**EXERCISE REQUIREMENTS**
Render every line of the entries below as a Markdown table with two columns, Row (the row number) and Line (the line), skipping any blank lines. Leave the pictures out of the table.
Start of DATA
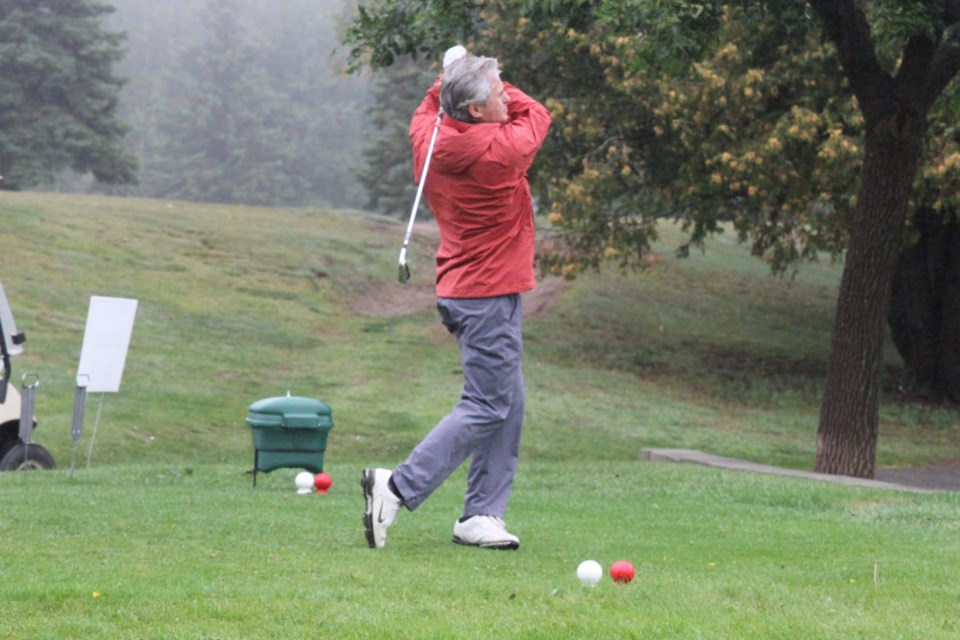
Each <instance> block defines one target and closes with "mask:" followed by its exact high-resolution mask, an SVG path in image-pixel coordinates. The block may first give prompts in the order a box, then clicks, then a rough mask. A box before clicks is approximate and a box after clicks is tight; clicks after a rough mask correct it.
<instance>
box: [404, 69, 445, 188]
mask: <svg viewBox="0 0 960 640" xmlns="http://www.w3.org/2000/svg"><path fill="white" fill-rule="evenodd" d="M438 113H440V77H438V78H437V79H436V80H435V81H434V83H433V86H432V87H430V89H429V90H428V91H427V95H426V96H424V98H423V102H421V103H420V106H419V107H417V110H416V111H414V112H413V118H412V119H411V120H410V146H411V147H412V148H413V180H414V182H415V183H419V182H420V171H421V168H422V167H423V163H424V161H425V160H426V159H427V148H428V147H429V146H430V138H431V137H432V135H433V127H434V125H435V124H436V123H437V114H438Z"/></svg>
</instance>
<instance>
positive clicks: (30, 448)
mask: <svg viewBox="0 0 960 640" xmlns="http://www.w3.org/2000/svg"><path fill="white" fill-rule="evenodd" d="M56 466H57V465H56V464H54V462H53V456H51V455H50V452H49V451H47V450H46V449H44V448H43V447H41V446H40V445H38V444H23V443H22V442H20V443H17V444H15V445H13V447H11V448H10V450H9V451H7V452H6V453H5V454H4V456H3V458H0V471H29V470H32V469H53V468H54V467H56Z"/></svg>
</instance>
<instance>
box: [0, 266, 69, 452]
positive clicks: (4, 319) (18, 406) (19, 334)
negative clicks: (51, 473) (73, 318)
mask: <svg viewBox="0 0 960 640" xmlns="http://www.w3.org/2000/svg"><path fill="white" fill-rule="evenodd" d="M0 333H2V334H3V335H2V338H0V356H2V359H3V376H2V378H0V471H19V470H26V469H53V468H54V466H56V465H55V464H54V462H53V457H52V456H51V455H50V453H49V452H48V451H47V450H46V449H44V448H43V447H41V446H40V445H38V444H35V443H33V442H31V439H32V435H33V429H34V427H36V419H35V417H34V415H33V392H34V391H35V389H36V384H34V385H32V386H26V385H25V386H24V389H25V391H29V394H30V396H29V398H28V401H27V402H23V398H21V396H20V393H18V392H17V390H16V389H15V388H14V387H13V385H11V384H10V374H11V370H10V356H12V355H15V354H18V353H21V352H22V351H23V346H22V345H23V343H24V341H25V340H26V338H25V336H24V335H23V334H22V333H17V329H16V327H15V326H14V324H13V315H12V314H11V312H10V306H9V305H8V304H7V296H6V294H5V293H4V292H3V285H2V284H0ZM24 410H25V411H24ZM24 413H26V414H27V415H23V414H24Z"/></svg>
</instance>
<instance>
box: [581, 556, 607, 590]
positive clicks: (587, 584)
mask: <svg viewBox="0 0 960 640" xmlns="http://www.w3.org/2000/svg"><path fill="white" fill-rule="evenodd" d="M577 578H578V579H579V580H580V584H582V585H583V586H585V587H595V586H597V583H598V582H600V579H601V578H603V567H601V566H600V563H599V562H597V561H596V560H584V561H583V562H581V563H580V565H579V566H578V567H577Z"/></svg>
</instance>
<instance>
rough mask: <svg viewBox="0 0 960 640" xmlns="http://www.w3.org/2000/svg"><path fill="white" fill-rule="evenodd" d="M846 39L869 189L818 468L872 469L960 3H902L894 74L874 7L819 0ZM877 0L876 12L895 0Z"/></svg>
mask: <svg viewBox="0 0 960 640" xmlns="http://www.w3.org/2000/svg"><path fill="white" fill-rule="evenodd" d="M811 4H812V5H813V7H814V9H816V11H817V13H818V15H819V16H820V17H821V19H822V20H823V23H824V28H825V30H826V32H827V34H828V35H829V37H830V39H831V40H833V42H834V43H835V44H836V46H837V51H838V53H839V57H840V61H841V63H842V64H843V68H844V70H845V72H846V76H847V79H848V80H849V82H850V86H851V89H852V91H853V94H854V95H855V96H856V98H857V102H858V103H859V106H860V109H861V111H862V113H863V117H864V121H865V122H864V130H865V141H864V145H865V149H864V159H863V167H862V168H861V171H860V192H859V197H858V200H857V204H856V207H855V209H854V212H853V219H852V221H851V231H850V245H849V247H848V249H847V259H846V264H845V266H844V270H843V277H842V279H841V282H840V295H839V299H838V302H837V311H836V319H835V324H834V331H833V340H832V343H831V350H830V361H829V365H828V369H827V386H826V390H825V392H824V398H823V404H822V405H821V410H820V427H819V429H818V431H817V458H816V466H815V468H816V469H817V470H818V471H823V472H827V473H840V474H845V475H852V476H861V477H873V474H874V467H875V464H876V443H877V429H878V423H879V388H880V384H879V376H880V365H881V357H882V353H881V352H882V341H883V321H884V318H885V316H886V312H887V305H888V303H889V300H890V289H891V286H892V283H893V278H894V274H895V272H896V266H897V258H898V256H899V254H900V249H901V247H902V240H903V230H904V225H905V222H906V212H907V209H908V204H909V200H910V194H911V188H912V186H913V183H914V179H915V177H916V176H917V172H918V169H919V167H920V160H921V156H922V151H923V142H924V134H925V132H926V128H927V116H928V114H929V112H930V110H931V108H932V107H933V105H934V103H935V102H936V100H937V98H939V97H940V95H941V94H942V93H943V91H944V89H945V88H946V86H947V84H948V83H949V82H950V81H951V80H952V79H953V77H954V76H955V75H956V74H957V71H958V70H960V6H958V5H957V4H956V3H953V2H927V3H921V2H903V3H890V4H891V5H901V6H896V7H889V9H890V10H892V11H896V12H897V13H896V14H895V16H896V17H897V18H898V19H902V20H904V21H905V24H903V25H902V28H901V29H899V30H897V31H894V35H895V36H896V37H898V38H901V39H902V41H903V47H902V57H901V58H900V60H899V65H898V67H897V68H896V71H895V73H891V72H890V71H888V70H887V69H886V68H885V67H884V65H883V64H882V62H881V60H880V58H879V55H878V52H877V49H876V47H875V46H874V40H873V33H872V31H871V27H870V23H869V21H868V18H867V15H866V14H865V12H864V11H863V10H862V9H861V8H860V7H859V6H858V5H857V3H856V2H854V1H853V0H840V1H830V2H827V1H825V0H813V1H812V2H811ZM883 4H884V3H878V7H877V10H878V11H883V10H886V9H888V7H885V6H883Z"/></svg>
End of DATA
**SOLVED PROBLEM**
| Row | Line |
|---|---|
| 1 | Each <instance> block defines one target and closes with "mask:" followed by its exact high-resolution mask, an SVG path in image-pixel coordinates. The block may first give prompts in the order a box, then clicks, then a rough mask. A box before clicks is approximate and a box after clicks is tight; clicks after a rough mask correct it. |
| 2 | <instance> |
| 3 | box: [404, 69, 445, 188] |
| 4 | mask: <svg viewBox="0 0 960 640" xmlns="http://www.w3.org/2000/svg"><path fill="white" fill-rule="evenodd" d="M438 113H440V77H438V78H437V79H436V80H435V81H434V83H433V86H432V87H430V89H429V90H428V91H427V95H426V96H424V98H423V102H421V103H420V106H419V107H417V110H416V111H414V112H413V118H412V119H411V120H410V146H411V147H412V148H413V180H414V182H415V183H419V182H420V171H421V168H422V167H423V163H424V161H425V160H426V159H427V148H428V147H429V146H430V138H431V137H432V135H433V127H434V125H435V124H436V123H437V114H438Z"/></svg> |
| 5 | </instance> |
| 6 | <instance> |
| 7 | positive clicks: (30, 448) |
| 8 | mask: <svg viewBox="0 0 960 640" xmlns="http://www.w3.org/2000/svg"><path fill="white" fill-rule="evenodd" d="M56 466H57V465H56V464H54V462H53V456H51V455H50V452H49V451H47V450H46V449H44V448H43V447H41V446H40V445H38V444H23V443H22V442H20V443H17V444H15V445H13V447H11V448H10V450H9V451H7V452H6V453H5V454H4V456H3V458H0V471H29V470H32V469H53V468H54V467H56Z"/></svg> |
| 9 | </instance> |
| 10 | <instance> |
| 11 | box: [0, 266, 69, 452] |
| 12 | positive clicks: (4, 319) (18, 406) (19, 334) |
| 13 | negative clicks: (51, 473) (73, 318) |
| 14 | mask: <svg viewBox="0 0 960 640" xmlns="http://www.w3.org/2000/svg"><path fill="white" fill-rule="evenodd" d="M0 333H2V334H3V335H2V338H0V356H2V359H3V376H2V378H0V471H19V470H26V469H53V468H54V466H56V465H55V464H54V462H53V457H52V456H51V455H50V453H49V452H48V451H47V450H46V449H44V448H43V447H41V446H40V445H38V444H35V443H33V442H31V439H32V435H33V429H34V427H36V419H35V417H34V415H33V392H34V391H35V389H36V384H34V385H32V386H26V385H25V386H24V389H25V391H29V394H30V396H29V398H28V401H27V402H23V398H21V396H20V393H18V392H17V390H16V389H15V388H14V387H13V385H11V384H10V374H11V370H10V356H12V355H15V354H18V353H21V352H22V351H23V346H22V345H23V343H24V341H25V340H26V338H25V336H24V335H23V334H22V333H17V329H16V327H15V326H14V324H13V315H12V314H11V312H10V306H9V305H8V304H7V296H6V294H5V293H4V292H3V285H2V284H0ZM24 410H25V411H24ZM24 413H26V414H27V415H23V414H24Z"/></svg> |
| 15 | </instance> |
| 16 | <instance> |
| 17 | box: [581, 556, 607, 590] |
| 18 | positive clicks: (587, 584) |
| 19 | mask: <svg viewBox="0 0 960 640" xmlns="http://www.w3.org/2000/svg"><path fill="white" fill-rule="evenodd" d="M577 578H578V579H579V580H580V584H582V585H583V586H585V587H595V586H597V583H598V582H600V579H601V578H603V567H601V566H600V563H599V562H597V561H596V560H584V561H583V562H581V563H580V565H579V566H578V567H577Z"/></svg> |
| 20 | </instance> |
| 21 | <instance> |
| 22 | rough mask: <svg viewBox="0 0 960 640" xmlns="http://www.w3.org/2000/svg"><path fill="white" fill-rule="evenodd" d="M846 39L869 189L818 468L872 469L960 3H902L894 74L874 7L819 0ZM877 0L876 12L895 0Z"/></svg> |
| 23 | mask: <svg viewBox="0 0 960 640" xmlns="http://www.w3.org/2000/svg"><path fill="white" fill-rule="evenodd" d="M811 4H812V5H813V7H814V9H816V11H817V13H818V15H819V16H820V17H821V19H822V20H823V23H824V28H825V30H826V32H827V34H828V35H829V37H830V39H831V40H833V42H834V43H835V44H836V46H837V51H838V53H839V57H840V61H841V63H842V64H843V68H844V70H845V72H846V76H847V79H848V80H849V82H850V86H851V89H852V91H853V94H854V95H855V96H856V98H857V102H858V103H859V106H860V109H861V111H862V113H863V117H864V121H865V122H864V130H865V141H864V145H865V149H864V159H863V167H862V168H861V171H860V192H859V197H858V200H857V204H856V207H855V209H854V212H853V219H852V221H851V231H850V245H849V247H848V249H847V259H846V264H845V266H844V270H843V277H842V279H841V282H840V295H839V299H838V302H837V311H836V319H835V324H834V331H833V340H832V343H831V350H830V361H829V365H828V369H827V386H826V390H825V392H824V398H823V404H822V405H821V410H820V427H819V429H818V431H817V458H816V466H815V468H816V469H817V470H818V471H823V472H827V473H840V474H845V475H852V476H861V477H873V474H874V467H875V464H876V443H877V429H878V423H879V388H880V384H879V376H880V365H881V357H882V353H881V352H882V341H883V321H884V318H885V316H886V312H887V305H888V303H889V300H890V289H891V286H892V283H893V278H894V274H895V272H896V266H897V258H898V256H899V254H900V249H901V247H902V240H903V230H904V225H905V222H906V212H907V209H908V204H909V200H910V194H911V188H912V186H913V183H914V179H915V177H916V176H917V172H918V169H919V167H920V160H921V156H922V151H923V142H924V134H925V132H926V128H927V116H928V114H929V112H930V110H931V108H932V107H933V105H934V103H935V102H936V100H937V98H939V97H940V95H941V94H942V93H943V91H944V89H945V88H946V86H947V84H948V83H949V82H950V81H951V80H952V79H953V77H954V76H955V75H956V74H957V71H958V70H960V6H958V5H957V4H956V3H953V2H927V3H921V2H903V3H890V4H891V5H901V6H896V7H889V9H890V10H892V11H896V12H897V13H896V14H895V16H896V17H897V18H898V19H902V20H904V21H905V24H903V25H902V28H901V29H899V30H897V31H894V35H895V36H896V37H898V38H901V39H902V41H903V47H902V57H901V58H900V60H899V65H898V67H897V68H896V71H895V73H891V72H890V71H888V70H887V69H886V68H885V67H884V65H883V64H882V62H881V60H880V58H879V55H878V52H877V49H876V47H875V46H874V40H873V33H872V31H871V27H870V23H869V21H868V18H867V15H866V14H865V12H864V11H863V10H862V9H861V8H860V7H859V6H858V5H857V3H856V2H854V1H853V0H840V1H830V2H827V1H825V0H813V1H812V2H811ZM883 4H884V3H878V7H877V10H878V11H883V10H886V9H888V7H885V6H883Z"/></svg> |